> _What to do_
In all of the material below, swap each "Open the image" for "Load the image" and reproduce everything else unchanged. Leave the pictures out of your answer.

> _Listing_
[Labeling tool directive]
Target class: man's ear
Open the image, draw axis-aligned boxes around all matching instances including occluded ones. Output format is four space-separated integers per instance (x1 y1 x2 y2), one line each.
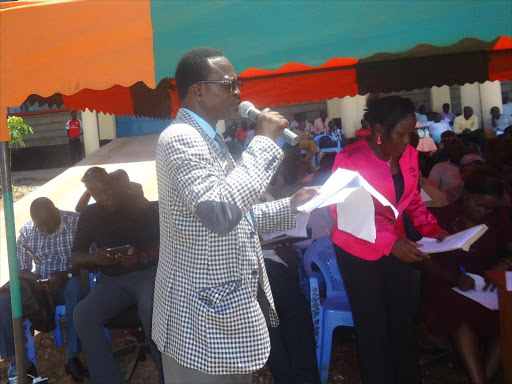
373 124 384 135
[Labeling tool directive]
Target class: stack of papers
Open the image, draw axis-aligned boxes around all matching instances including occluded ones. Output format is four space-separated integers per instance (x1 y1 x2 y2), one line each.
417 224 488 253
261 212 309 241
297 168 398 243
420 188 432 203
453 273 499 310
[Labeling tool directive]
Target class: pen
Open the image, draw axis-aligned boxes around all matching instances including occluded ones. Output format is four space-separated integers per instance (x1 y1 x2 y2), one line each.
459 265 476 291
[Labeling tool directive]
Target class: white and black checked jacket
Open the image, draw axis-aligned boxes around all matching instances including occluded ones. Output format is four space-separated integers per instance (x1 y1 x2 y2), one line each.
152 110 295 374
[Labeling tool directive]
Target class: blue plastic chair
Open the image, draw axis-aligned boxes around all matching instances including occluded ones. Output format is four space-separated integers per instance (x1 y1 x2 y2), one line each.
23 319 36 365
304 237 354 384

> _Solution to this task_
[Labeling tool directive]
Target class: man's ear
Load the image, draw axis-aligned boxes around all matching instances including occluded ones. Output format is four space-separated integers per instance (x1 y1 x2 y2), one line each.
373 124 384 135
[Labeling tool directive]
Target class: stack of papers
Load the image, draw axis-aligned boxes around all matching instances including occluded ones. Output format is four space-separated integers per instance (x1 y1 x2 y2), one line each.
417 224 488 253
261 212 309 241
297 168 398 243
420 188 432 203
453 273 499 310
[Labeling tool directive]
Target class: pen
Load the image, draw axis-aligned boxes around all matching instances including occluded ones. Output format is four space-separated integers per instance (x1 y1 x2 y2), one line each.
459 265 476 291
[Labeling tool directive]
Target class: white and black checked jacket
Load the image, draw axis-aligned boxes around all matching instances including occluded ones. Output format is four space-separated integers per instance (x1 y1 x2 y2), one line each.
152 110 295 374
[Labeling tool directive]
Target class: blue plastic chair
Load the image, draw axis-aligned boxes around all matching instances including occluded ones. Output format is four space-separated integers per instance (x1 y1 x2 y2), one line each.
23 319 36 365
304 237 354 384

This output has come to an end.